* begin MATERIAL SHOWN *

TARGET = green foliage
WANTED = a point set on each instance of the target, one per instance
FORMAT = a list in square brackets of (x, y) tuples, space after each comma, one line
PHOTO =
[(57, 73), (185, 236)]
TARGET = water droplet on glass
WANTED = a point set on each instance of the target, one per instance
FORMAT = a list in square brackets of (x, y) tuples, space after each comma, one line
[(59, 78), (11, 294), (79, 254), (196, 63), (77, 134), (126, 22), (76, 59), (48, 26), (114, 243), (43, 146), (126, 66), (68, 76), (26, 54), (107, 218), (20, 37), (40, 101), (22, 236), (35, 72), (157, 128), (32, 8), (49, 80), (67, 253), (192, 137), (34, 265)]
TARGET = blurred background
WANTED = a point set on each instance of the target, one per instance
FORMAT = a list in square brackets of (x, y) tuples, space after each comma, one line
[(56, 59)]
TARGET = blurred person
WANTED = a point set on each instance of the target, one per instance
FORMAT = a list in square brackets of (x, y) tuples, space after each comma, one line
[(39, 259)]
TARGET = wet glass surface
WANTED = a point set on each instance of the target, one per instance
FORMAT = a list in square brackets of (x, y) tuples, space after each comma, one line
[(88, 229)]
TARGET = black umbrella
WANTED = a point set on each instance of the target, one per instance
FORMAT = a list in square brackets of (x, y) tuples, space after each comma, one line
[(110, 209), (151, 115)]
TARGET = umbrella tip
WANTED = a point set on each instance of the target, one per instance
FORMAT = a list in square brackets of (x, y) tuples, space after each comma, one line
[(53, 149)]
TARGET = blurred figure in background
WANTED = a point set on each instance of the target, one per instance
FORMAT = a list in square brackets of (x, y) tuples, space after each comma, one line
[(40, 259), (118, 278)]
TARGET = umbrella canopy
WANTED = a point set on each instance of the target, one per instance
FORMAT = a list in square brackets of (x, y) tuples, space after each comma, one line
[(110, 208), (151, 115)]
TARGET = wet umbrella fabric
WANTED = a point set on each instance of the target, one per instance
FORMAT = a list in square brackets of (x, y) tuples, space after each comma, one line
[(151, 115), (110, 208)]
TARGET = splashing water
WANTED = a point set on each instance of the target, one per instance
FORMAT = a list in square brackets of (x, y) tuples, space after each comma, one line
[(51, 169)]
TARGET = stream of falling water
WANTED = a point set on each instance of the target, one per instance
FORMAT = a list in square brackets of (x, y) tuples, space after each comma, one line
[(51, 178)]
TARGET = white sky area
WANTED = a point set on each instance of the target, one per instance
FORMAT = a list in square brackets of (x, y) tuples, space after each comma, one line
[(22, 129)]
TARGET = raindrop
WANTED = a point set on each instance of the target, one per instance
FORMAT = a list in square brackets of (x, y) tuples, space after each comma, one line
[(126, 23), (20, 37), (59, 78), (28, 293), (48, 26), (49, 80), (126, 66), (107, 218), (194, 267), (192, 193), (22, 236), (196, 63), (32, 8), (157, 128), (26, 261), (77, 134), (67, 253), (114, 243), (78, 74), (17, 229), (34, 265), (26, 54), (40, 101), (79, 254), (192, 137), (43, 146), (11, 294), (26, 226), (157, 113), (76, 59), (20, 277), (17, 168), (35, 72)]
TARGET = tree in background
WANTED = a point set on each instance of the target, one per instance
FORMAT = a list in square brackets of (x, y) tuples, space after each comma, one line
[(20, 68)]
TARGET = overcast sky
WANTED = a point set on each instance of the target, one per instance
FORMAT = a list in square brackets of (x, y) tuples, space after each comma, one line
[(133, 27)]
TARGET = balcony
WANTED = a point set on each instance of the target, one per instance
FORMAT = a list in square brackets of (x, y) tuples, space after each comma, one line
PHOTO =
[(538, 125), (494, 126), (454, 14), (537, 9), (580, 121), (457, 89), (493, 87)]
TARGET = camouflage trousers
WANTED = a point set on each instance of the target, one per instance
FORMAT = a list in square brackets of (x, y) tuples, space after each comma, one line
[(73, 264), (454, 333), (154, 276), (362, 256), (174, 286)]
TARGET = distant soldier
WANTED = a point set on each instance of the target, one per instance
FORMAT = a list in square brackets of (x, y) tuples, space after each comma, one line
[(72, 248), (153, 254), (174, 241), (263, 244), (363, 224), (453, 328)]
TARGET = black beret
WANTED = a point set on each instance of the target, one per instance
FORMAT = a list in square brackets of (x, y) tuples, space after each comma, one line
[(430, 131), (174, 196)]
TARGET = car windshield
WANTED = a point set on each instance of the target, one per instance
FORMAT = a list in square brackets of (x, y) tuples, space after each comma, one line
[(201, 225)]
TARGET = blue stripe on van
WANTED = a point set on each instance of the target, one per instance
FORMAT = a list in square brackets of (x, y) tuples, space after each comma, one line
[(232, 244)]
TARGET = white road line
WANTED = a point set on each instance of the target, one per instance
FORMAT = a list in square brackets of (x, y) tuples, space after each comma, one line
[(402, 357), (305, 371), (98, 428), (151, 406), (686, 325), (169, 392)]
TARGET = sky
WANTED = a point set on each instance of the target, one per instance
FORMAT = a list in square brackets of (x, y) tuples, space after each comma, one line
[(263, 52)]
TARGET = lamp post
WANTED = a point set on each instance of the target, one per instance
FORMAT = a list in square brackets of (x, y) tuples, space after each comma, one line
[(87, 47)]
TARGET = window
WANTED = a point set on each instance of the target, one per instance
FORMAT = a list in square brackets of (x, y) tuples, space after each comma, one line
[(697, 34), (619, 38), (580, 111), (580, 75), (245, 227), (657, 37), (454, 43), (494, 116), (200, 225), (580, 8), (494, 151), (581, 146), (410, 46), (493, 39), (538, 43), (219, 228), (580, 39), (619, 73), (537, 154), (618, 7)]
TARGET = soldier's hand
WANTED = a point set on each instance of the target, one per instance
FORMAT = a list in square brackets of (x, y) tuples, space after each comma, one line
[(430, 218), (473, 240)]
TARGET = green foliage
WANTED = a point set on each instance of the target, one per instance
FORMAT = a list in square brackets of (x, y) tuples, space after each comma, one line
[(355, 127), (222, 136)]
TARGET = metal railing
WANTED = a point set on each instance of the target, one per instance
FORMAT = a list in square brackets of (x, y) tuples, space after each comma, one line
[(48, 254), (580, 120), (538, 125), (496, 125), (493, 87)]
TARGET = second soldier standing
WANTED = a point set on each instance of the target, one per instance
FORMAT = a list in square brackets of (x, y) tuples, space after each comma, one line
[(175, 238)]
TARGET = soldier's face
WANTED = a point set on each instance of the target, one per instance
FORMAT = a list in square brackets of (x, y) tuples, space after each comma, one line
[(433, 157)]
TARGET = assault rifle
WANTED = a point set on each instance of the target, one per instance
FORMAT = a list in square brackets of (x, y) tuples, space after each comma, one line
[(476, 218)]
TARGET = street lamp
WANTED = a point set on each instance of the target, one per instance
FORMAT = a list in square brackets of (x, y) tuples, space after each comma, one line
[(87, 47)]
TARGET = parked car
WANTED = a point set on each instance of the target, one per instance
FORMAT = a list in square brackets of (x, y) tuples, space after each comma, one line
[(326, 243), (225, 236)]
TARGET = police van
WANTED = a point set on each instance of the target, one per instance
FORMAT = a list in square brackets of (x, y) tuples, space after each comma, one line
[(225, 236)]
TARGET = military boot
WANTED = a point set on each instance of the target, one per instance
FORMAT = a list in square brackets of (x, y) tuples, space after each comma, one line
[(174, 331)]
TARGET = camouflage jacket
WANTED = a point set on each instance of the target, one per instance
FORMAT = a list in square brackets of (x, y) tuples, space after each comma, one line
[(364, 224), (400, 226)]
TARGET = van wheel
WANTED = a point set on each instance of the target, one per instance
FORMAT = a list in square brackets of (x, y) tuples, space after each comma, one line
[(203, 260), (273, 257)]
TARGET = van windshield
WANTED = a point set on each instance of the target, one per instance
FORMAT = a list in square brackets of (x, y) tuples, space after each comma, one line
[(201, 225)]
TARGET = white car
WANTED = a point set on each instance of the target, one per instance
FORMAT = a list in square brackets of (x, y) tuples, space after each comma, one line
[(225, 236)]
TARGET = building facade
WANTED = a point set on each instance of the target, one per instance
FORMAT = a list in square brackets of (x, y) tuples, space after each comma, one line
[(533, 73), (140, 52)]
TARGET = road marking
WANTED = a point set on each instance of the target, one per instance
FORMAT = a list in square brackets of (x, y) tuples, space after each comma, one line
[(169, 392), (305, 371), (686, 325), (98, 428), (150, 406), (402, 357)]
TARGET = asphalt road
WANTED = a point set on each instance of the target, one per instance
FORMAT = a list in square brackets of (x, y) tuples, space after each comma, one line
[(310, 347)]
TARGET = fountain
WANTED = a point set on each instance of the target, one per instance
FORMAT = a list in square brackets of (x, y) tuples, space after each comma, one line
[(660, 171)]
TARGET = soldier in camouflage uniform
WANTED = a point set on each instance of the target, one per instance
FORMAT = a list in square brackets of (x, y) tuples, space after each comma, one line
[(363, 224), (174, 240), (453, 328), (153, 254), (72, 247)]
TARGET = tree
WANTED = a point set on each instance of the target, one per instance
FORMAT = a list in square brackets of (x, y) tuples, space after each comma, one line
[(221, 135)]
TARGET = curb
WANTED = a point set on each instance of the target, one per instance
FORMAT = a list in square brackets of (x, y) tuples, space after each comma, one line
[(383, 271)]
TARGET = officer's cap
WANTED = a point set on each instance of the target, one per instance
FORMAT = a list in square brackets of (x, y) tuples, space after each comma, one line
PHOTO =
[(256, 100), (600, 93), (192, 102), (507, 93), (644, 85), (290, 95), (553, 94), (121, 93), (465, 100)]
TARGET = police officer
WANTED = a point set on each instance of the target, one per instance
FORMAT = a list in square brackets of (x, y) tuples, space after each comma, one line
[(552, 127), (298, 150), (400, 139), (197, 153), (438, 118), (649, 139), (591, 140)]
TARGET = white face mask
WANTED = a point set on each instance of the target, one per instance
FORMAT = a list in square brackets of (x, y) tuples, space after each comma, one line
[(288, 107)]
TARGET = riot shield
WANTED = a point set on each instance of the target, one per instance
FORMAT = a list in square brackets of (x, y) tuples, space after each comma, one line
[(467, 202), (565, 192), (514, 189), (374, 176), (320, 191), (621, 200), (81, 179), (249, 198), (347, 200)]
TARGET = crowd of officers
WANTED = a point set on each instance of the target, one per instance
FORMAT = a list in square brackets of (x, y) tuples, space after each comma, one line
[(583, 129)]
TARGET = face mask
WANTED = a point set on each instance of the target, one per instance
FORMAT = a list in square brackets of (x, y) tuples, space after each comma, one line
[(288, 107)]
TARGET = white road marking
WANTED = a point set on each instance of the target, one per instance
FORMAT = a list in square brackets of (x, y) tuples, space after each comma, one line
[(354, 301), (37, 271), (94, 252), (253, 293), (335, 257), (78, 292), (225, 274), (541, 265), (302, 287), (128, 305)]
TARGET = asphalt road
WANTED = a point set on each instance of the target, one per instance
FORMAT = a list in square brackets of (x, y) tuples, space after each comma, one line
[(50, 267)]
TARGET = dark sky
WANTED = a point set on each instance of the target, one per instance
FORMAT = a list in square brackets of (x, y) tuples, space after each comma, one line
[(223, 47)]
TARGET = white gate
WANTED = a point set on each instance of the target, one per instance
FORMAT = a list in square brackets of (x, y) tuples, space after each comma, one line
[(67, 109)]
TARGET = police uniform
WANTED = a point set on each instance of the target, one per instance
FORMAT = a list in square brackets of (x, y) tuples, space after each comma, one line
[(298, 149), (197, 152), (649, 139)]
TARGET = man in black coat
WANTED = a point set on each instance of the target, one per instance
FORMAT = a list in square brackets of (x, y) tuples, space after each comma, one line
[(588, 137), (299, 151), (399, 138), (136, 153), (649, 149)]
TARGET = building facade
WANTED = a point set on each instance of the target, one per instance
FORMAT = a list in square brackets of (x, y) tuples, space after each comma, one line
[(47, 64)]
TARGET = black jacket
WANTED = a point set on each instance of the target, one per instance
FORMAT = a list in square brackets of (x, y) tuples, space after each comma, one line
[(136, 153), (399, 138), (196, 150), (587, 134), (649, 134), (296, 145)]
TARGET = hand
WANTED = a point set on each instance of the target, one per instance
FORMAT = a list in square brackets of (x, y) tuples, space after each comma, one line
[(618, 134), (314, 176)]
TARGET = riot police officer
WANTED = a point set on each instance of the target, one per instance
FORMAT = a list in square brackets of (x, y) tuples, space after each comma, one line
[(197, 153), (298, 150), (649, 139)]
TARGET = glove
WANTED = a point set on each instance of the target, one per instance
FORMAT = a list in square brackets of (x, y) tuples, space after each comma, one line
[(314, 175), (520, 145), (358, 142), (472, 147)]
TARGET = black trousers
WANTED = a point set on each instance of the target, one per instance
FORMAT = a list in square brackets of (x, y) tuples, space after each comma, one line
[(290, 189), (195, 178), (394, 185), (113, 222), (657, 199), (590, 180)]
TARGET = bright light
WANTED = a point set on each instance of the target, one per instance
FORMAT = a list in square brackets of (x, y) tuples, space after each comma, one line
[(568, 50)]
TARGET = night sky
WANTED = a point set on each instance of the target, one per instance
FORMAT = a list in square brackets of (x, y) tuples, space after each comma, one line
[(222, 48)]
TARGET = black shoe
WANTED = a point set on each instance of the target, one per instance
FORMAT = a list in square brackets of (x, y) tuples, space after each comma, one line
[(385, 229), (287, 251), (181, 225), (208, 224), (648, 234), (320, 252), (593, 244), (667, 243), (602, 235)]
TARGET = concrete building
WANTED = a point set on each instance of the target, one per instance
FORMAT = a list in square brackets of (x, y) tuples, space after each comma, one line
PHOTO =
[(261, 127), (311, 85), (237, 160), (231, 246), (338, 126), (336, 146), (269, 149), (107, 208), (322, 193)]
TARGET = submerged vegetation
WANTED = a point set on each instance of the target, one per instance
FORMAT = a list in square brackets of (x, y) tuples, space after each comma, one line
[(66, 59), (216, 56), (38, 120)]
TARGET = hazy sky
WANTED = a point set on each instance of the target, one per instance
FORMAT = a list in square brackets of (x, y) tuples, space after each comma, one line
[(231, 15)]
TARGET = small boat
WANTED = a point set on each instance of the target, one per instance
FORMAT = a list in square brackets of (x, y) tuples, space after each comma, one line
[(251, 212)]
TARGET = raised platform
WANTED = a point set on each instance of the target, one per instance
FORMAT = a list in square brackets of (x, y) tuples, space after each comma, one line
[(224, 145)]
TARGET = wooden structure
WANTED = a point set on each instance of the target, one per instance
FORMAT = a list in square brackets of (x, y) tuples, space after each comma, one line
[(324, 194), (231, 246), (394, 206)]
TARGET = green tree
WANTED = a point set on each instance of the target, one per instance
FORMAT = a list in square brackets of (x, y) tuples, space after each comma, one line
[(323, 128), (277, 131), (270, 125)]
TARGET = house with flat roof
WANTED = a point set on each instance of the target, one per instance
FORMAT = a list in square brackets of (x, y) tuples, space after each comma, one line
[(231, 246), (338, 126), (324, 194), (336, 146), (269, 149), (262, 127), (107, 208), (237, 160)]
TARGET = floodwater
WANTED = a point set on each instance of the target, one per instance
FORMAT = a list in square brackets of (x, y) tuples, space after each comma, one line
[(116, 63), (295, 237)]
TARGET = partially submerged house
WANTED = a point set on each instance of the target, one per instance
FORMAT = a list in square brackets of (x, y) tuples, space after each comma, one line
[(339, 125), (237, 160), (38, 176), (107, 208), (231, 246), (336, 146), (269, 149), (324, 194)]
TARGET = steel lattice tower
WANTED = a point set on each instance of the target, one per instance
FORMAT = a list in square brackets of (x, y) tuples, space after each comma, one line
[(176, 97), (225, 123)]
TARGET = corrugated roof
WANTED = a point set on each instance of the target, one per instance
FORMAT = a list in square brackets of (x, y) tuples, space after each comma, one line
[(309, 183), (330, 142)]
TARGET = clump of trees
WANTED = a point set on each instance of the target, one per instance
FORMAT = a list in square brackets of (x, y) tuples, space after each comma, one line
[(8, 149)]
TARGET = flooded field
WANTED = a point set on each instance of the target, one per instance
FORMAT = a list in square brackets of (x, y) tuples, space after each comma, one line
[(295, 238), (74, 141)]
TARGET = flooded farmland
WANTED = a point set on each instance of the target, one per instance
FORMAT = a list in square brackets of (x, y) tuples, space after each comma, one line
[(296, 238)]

* end MATERIAL SHOWN *

■ **GOAL**
Can you return word for word the lines of the entries between the line holding "TARGET = soldier's face" and the line holding "[(174, 331)]", inclusive?

■ **SOLUTION BELOW**
TARGET = soldier's face
WANTED = a point set on each instance of the target, one per instance
FORMAT = a list in square brackets of (x, y) tuples, space after each comma, one line
[(433, 157)]
TARGET = assault rifle
WANTED = a point set on each instance of the target, one per instance
FORMAT = a list in square brackets of (x, y) tuples, space after each comma, one line
[(476, 218)]
TARGET = street lamp
WANTED = a point set on each instance of the target, one per instance
FORMAT = a list in square brackets of (x, y) tuples, space after each comma, one line
[(87, 47)]
TARGET = parked car
WANTED = a point set on each instance of the target, one per instance
FORMAT = a list in square brackets of (x, y) tuples, space after each comma, one line
[(326, 243), (225, 236)]
TARGET = police van
WANTED = a point set on each instance of the target, one per instance
FORMAT = a list in square brackets of (x, y) tuples, space after each comma, one line
[(225, 236)]
TARGET = military boot
WANTED = a point set on each instance of the target, one per instance
FORMAT = a list in square brackets of (x, y) tuples, space after each comma, one line
[(174, 331)]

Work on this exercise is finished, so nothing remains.